PROVIDED RECORDS below:

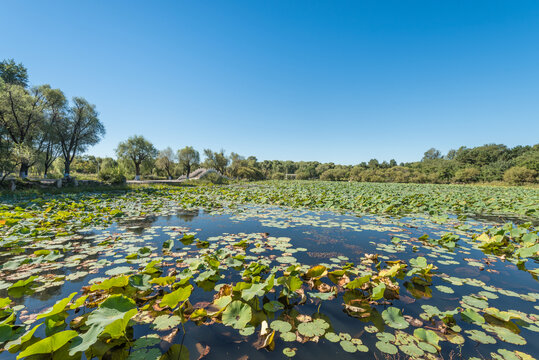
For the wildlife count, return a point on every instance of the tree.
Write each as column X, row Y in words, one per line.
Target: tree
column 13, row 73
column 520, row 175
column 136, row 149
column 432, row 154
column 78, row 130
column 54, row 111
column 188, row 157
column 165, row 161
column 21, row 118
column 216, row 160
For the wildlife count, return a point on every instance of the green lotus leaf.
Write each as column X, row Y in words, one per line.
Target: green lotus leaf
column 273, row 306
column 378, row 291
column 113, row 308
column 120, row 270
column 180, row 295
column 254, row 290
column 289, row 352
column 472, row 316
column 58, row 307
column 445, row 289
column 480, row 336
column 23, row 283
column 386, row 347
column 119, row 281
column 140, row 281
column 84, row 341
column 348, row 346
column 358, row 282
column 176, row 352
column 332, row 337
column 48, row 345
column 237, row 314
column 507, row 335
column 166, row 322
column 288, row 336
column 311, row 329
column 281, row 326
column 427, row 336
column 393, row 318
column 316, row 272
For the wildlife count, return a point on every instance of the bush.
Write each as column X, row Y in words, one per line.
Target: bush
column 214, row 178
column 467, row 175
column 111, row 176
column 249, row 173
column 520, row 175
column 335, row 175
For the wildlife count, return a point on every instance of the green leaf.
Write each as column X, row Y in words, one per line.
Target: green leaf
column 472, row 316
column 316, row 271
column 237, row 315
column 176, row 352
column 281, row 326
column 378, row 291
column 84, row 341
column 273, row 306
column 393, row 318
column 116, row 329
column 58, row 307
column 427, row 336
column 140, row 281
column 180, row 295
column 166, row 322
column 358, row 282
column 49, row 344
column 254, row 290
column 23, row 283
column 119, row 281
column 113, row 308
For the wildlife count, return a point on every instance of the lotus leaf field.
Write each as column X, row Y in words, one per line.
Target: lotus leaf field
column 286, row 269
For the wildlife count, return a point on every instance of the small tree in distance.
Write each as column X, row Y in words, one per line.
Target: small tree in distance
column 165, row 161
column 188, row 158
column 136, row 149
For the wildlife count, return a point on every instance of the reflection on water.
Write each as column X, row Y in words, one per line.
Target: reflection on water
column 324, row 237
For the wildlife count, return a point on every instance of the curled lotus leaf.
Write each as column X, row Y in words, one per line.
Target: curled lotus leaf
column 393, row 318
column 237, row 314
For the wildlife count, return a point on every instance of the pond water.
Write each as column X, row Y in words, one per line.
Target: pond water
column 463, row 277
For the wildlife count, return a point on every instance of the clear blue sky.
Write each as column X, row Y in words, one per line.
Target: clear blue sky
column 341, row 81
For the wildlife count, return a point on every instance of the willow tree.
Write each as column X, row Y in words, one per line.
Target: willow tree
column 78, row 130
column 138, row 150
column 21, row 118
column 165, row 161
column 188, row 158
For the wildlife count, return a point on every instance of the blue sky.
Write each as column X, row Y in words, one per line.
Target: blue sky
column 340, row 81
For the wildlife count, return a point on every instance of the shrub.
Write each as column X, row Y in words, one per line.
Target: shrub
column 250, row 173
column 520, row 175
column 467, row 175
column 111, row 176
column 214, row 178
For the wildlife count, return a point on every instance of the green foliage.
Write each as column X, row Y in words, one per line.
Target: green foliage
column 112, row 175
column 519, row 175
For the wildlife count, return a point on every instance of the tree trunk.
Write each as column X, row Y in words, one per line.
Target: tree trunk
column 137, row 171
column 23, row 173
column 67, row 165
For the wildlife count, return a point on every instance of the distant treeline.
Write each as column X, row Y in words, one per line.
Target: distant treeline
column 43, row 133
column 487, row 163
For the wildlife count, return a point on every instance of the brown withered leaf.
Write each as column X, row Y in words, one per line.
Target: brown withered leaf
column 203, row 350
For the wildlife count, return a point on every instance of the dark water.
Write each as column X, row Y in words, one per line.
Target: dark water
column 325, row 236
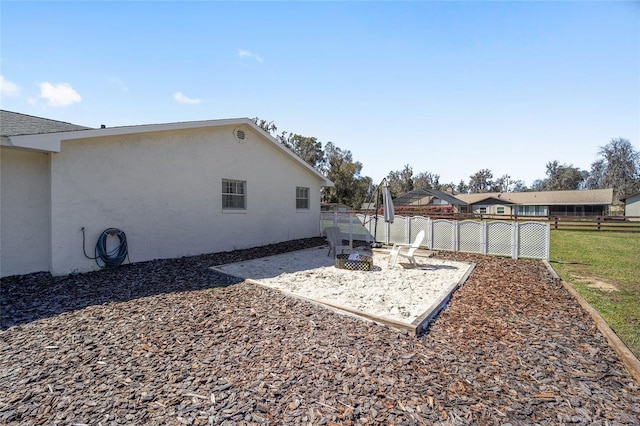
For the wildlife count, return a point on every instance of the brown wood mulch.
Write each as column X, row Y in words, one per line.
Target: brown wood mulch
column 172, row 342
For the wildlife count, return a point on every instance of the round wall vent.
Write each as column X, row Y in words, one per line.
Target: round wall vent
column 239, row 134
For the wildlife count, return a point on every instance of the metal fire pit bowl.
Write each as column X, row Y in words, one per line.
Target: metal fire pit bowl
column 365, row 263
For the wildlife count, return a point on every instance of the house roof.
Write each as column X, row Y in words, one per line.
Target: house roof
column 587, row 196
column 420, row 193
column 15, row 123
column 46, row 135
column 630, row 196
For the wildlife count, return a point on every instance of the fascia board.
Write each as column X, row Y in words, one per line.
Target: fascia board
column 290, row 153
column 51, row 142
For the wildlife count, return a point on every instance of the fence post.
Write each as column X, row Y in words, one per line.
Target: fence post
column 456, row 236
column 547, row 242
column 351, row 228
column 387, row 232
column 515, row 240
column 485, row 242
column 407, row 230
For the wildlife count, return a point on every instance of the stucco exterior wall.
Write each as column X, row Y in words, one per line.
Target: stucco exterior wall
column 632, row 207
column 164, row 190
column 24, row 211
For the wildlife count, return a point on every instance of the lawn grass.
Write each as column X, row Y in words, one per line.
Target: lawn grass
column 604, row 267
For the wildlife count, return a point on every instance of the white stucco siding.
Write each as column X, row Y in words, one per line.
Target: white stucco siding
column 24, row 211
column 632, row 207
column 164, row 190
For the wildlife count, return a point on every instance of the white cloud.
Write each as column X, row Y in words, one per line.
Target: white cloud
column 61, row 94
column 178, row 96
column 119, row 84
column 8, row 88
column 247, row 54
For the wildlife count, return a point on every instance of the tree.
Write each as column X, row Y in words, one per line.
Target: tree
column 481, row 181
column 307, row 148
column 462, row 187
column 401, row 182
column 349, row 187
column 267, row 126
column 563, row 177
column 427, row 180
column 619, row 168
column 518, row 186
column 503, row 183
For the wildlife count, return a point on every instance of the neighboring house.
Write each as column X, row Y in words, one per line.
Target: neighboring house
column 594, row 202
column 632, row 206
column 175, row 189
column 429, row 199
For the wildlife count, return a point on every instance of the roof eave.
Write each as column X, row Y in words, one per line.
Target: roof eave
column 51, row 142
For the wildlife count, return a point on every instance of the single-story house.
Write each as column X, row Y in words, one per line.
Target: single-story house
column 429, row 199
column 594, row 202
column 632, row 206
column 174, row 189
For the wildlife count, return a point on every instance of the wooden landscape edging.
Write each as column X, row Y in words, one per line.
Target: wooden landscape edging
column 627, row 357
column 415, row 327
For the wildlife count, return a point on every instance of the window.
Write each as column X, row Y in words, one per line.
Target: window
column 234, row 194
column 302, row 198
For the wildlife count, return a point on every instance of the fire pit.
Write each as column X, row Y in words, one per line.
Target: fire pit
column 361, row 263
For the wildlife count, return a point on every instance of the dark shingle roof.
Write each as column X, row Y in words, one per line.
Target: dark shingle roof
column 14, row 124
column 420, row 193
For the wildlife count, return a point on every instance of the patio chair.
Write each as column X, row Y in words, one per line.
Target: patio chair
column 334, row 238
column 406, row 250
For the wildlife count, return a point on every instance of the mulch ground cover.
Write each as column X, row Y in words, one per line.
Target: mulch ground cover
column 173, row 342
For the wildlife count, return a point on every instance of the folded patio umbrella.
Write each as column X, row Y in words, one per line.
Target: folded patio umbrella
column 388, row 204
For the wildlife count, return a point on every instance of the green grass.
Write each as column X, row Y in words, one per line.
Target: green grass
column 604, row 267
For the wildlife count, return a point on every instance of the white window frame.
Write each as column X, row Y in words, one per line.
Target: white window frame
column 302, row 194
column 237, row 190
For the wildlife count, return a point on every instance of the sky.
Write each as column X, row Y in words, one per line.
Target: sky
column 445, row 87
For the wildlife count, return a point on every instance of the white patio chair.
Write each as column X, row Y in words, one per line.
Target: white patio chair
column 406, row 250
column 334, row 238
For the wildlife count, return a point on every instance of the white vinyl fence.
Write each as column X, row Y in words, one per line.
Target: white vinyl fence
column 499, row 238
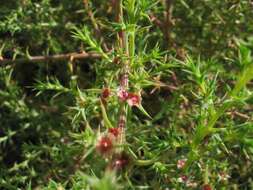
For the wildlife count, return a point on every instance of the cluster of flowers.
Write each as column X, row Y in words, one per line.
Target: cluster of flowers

End of PROVIDED RECORDS.

#### WHAT IS BEING ASKED:
Nothing but the lines holding the word "flowers" should be returned from the listing above.

#### THE COMPLETED TASK:
For the wildlife count, return a point on every instance of the cluster of flowers.
Target: cluster of flowers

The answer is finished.